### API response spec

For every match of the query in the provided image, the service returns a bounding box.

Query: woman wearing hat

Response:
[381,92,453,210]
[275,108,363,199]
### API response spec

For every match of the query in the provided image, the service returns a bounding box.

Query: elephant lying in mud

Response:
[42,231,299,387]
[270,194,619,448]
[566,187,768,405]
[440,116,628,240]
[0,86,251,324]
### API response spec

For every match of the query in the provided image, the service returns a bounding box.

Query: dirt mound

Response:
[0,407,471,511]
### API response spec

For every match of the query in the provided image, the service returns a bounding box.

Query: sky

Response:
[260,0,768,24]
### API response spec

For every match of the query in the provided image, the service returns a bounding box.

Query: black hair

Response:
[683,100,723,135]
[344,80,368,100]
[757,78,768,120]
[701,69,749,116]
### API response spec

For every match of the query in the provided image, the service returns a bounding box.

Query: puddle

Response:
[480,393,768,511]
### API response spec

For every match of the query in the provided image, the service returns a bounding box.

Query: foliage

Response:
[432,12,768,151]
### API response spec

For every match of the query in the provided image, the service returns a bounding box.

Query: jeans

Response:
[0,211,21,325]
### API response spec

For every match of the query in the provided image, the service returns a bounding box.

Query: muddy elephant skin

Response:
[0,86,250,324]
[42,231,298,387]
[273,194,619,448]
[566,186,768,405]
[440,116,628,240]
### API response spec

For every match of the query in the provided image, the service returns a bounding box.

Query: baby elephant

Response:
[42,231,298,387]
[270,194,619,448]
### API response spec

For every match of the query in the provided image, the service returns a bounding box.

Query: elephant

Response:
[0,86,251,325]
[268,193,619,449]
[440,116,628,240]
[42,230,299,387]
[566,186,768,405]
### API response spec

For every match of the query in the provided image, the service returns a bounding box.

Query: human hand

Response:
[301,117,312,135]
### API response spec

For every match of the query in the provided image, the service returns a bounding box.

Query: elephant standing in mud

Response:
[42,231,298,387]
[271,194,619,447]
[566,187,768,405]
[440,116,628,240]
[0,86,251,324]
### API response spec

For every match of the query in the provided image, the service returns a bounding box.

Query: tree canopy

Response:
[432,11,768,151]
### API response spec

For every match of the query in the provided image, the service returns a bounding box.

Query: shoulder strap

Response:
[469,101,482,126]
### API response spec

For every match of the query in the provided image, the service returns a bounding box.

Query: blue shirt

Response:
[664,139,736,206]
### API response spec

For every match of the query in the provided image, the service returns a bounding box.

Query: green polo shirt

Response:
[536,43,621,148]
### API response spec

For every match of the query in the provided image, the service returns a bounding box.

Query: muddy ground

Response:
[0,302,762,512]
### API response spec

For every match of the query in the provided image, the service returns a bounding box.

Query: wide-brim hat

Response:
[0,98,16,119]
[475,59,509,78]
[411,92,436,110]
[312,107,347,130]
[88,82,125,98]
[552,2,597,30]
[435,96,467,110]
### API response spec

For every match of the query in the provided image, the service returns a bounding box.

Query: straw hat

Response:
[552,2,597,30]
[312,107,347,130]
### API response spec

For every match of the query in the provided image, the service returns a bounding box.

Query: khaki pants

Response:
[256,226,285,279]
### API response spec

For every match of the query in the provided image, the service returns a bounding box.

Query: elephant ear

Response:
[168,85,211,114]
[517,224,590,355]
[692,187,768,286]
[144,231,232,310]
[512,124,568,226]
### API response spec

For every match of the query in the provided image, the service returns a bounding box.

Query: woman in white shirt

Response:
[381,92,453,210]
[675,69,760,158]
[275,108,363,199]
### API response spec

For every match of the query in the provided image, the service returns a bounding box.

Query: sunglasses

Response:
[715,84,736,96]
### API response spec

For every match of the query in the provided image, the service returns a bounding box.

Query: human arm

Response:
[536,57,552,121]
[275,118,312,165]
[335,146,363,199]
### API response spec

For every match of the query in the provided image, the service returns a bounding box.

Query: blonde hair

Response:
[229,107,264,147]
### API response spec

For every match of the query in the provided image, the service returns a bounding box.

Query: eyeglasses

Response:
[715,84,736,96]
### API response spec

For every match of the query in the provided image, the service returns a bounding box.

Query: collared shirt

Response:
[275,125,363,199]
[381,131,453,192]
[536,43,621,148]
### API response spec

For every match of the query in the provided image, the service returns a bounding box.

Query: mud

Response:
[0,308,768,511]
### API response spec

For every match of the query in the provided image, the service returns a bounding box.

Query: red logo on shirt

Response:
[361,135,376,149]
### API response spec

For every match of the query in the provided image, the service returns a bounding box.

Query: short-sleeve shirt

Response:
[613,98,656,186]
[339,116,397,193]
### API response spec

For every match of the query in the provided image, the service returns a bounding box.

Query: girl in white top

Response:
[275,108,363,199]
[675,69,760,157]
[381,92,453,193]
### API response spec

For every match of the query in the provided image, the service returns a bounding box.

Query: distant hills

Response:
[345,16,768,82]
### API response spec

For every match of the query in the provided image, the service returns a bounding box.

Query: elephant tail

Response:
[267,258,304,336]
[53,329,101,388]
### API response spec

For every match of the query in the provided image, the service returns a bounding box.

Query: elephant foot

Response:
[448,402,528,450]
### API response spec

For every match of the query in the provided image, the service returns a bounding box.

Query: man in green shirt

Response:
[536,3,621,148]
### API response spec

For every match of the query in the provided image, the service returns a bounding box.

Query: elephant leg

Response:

## EXERCISE DESCRIPTION:
Copy the listing above word for word, line by line.

## EXPECTED ANSWER:
### API response spec

For every match of the query in the provided image, the service returns a bounding box.

Query: woman wearing hat

Response:
[381,92,453,210]
[275,108,363,199]
### API response spec

For every match of the query in the provided image, the service returns a bounding box.

Query: elephant lying in mud

Response:
[42,231,299,387]
[270,194,619,448]
[566,187,768,405]
[440,116,628,240]
[0,86,251,324]
### API response spec

For every match of the query in the provided image, the service returns a bounding box.

Query: dirt mound

Response:
[0,407,471,511]
### API response spec

For every match of the query in the provided image, the service returns a bounding box.

Query: sky

Response:
[260,0,768,24]
### API response spec

For every match of the query in the provided image, the service returns a bounding box.

Query: black hair

Response:
[683,100,723,135]
[344,80,368,100]
[757,78,768,120]
[701,69,749,116]
### API response spec

For every match of the query in the provided image, the service returns a bounding box.

Query: puddle

Response:
[480,393,768,511]
### API response spec

For every match of the query in the provided image, the service returns a bounding box.

Query: foliage

Response:
[432,12,768,151]
### API response spec

For every match of the query in the provided image, the service returns a bounding box.

Query: jeans

Response:
[0,211,21,325]
### API response spec

For every match of the query in the provided image, the service returns a bounding box.

Query: muddy elephant skin

Response:
[0,86,250,324]
[42,231,298,387]
[273,194,619,448]
[566,186,768,405]
[440,116,628,240]
### API response spec

For every match of the query in the provided image, the service returns a bounding box.

Query: baby elephant

Response:
[42,231,298,387]
[270,194,619,448]
### API response spec

For every match of the query in the provided image, the service returns a bounding box.

Query: elephant

Response:
[0,86,251,325]
[268,193,619,449]
[440,116,628,240]
[42,230,299,387]
[566,186,768,405]
### API response spec

For every match of the query in the provided image, the service returns a bounding box.

Query: human hand

Response:
[301,117,312,135]
### API response spec

For every match of the query in the provided image, the service returns a bounding box.

Query: elephant standing in mud

Response:
[42,231,298,387]
[271,194,619,447]
[566,187,768,405]
[440,116,628,240]
[0,86,251,324]
### API response spec

For every match of the query in the provided image, the service returns a bounding box.

Query: tree canopy

Response:
[432,11,768,151]
### API response spec

For every match of the query in the provided image, the service returns a bounding box.

Query: shoulder strap

Response:
[469,101,482,126]
### API response spec

For every match of the query in the provided image, the service returns a bounding box.

Query: blue shirt

Response:
[664,139,736,206]
### API response spec

For every match of the query in the provided image, the service returns a bounding box.

Query: green polo shirt

Response:
[536,43,621,148]
### API response spec

For every match of the query in the provided image, the service returns a bounding box.

Query: muddy ground

Response:
[0,302,762,512]
### API response spec

For every match of the query in the provided image, the service returns a bounding box.

Query: wide-brim hat

Response:
[0,98,16,119]
[475,59,509,78]
[411,92,436,110]
[312,107,347,130]
[88,82,125,98]
[552,2,597,30]
[435,96,467,110]
### API response spec

For every match of the query in the provided image, the service returns a bounding box.

Query: straw hat

Response:
[552,2,597,30]
[312,107,347,130]
### API response spec

For every match of the query in the provided image, the service returns a bounding box.

Query: khaki pants

Response:
[256,226,285,279]
### API response spec

For every match of the query in the provided image, the service returns a bounding box.

Query: elephant ear

Response:
[168,85,211,114]
[517,224,590,355]
[692,187,768,286]
[144,231,232,310]
[512,124,568,226]
### API response spec

For every match of the query in the provided image, the service returns a bounding box.

Query: woman in white shirt

Response:
[381,92,453,210]
[675,69,760,158]
[275,108,363,199]
### API response spec

For every match of the query in the provided image, the service returns a bounding box.

Query: sunglasses

Response:
[715,84,736,96]
### API response spec

For every match of the query in the provided image, the service returns a bounding box.

Query: human arm

Response:
[536,57,552,121]
[275,118,312,165]
[335,146,363,199]
### API response spec

For every match of the query in the provided image, the service returns a bounding box.

Query: blonde hair

Response:
[229,107,264,147]
### API response spec

For every match of the query in the provided image, the service returns a bounding box.

Query: eyeglasses

Response:
[715,84,736,96]
### API response spec

For every match of the query in the provided image, the service returns a bounding box.

Query: collared shirt

Response:
[275,125,363,199]
[381,131,453,192]
[536,43,621,148]
### API response spec

For every match of the query in the provided image, the service returns a bounding box.

Query: mud

Response:
[0,308,768,511]
### API response spec

For every match of the query in the provided image, the service returns a bounding box.

Query: red logo on shirt

Response:
[361,135,376,149]
### API response spec

For every match of the query in the provided image, the service returns a bounding box.

Query: short-sleeve shirt

Response:
[613,98,656,186]
[339,116,397,193]
### API response spec

For every match of the query in the provided image, the service returns a bounding box.

Query: girl in white top

Response:
[275,108,363,199]
[675,69,760,157]
[381,92,453,193]
### API response spec

For every match of the query in the provided image, the service returns a bounding box.

Query: distant hills

Response:
[345,16,768,82]
### API response spec

For every match of the query in the provided image, the service returns a bounding box.

Query: elephant tail

Response:
[267,258,304,336]
[53,329,101,388]
### API response spec

For every match of the query in the provided image, the service returns a bounding box.

Query: elephant foot

Response:
[448,402,528,450]
### API response spec

For every match of the query in the provided image, the service returns a bounding box.

Query: man in green shirt

Response:
[536,3,621,148]
### API response spec

For every match of the query in the provided image, the service returns a bounding box.

Query: elephant leg

Response:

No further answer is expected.